Set exercise 1: In the court order excerpt, what fixed fee does the Construction Management Agreement set for Cavan?

Extract to read:
☆ ☆ ☆ ☆ ☆ ☆ ☆

Cavan Corporation of NY, Inc., et al., Defendants-Appellants-Respondents.



Cavan Corporation of NY, Inc., Third-Party Plaintiff-Appellant-Respondent,

v

The Ducey Agency, Inc., Third-Party Defendant-Appellant-Respondent.




Wilkofsky, Friedman, Karel & Cummins, New York (Mark L. Friedman of counsel), for Cavan Corporation of NY, Inc., appellant-respondent.

Ahmuty, Demers, & McManus, Albertson (William J. Mitchell of counsel), for New Puck, LLC, Puck Residential Associates, LLC and Kushner Companies, LLC, appellants-respondents.

Keidel, Weldon & Cunningham, LLP, White Plains (Howard S. Kronberg of counsel), for the Ducey Agency, Inc., appellant-respondent.

DLA Piper LLP (US), New York (Aidan M. McCormack of counsel), for respondent-appellant.



Order, Supreme Court, New York County (Gerald Lebovits, J.), entered on or about August 12, 2016, which, to the extent appealed from as limited by the briefs, denied the motion by third-party defendant the Ducey Agency, Inc. (Ducey) and the cross motion by defendant Cavan Corporation of New York, Inc. (Cavan) for summary judgment declaring that plaintiff has a duty to defend Cavan in an underlying personal injury action, and denied plaintiff's cross motion for summary judgment declaring that it has no such duty to defend Cavan, unanimously modified, on the law, to grant plaintiff's cross motion and to declare that plaintiff has no duty to defend Cavan in the underlying personal injury action, and otherwise affirmed, without costs.

In July 2012, Cavan entered into a "Construction Management Agreement" (CMA) with the other defendants in this action (the owners), under which Cavan agreed to function as "construction manager" for a building project on Lafayette Street in Manhattan. The CMA provides that Cavan is to receive compensation in the form of a fixed fee of $600,000, in addition to a payment of $1,700,000 as reimbursement "for all reasonable and customary staffing and overhead costs incurred by [Cavan] in the performance of its duties hereunder." In October 2013, the principal of the project's sidewalk restoration contractor was injured in the course of the work and subsequently commenced the underlying personal injury action against Cavan, the owners and another entity. The complaint in the underlying action alleges that Cavan had been engaged as "the general contractor and/or construction manager" for the project.

☆ ☆ ☆ ☆ ☆ ☆ ☆

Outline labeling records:
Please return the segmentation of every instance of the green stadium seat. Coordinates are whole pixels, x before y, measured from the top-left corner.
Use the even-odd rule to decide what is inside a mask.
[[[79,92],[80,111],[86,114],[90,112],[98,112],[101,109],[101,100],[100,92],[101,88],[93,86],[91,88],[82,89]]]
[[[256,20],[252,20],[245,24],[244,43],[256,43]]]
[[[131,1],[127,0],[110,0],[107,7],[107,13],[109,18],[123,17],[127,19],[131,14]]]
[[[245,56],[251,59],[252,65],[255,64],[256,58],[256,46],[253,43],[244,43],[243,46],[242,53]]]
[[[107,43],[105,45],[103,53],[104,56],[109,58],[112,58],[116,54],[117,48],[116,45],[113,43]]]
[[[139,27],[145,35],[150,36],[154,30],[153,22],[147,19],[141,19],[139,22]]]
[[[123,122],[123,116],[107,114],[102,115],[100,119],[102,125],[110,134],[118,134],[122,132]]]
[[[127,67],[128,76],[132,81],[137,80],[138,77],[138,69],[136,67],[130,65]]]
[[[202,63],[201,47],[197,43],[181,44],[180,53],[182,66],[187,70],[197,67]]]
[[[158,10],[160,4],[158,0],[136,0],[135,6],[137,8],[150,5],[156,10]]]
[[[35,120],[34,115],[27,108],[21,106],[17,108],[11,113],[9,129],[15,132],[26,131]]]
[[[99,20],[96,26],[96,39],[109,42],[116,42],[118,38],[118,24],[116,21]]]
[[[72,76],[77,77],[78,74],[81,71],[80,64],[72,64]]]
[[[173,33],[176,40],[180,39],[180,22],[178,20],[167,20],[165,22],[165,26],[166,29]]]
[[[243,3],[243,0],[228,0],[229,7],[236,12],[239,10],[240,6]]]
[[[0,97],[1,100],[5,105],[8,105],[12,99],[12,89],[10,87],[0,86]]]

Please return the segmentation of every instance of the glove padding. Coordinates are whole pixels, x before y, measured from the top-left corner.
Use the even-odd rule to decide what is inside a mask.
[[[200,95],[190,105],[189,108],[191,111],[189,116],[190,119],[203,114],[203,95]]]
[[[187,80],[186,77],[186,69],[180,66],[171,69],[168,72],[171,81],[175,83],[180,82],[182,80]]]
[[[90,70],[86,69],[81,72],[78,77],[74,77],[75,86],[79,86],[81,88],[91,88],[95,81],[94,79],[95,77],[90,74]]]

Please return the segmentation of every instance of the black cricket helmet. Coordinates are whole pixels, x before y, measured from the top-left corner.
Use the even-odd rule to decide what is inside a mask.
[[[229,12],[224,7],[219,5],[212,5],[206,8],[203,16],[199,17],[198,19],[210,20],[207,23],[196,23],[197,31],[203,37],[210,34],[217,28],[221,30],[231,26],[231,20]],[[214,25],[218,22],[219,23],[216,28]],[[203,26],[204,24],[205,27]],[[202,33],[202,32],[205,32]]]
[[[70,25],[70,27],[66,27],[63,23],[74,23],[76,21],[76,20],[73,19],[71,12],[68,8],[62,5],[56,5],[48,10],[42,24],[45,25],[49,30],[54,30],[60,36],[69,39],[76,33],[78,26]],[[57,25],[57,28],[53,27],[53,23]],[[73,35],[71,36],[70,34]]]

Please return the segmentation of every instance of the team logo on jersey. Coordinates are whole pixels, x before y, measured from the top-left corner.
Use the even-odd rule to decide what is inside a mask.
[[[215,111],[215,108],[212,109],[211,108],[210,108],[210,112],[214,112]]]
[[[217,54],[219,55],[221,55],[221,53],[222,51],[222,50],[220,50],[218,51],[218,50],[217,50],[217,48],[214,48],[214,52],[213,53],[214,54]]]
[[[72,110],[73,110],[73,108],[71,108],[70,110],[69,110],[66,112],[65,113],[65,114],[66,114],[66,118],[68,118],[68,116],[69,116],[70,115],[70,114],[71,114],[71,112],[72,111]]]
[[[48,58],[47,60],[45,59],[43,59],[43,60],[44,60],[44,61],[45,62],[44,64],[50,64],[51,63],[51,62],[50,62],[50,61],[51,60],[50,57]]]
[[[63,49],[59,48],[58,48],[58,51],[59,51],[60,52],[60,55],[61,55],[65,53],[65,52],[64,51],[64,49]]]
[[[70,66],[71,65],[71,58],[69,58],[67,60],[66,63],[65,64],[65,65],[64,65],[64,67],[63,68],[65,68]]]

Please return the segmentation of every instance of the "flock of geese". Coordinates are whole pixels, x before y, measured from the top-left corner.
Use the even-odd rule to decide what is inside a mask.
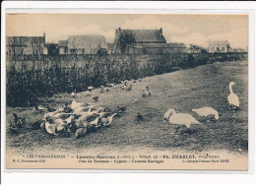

☆ ☆ ☆ ☆ ☆ ☆ ☆

Set exercise 2: How many lines of the rows contain the string "instance"? Case counts; give only the number.

Expected output 1: $600,000

Expected output 2: 5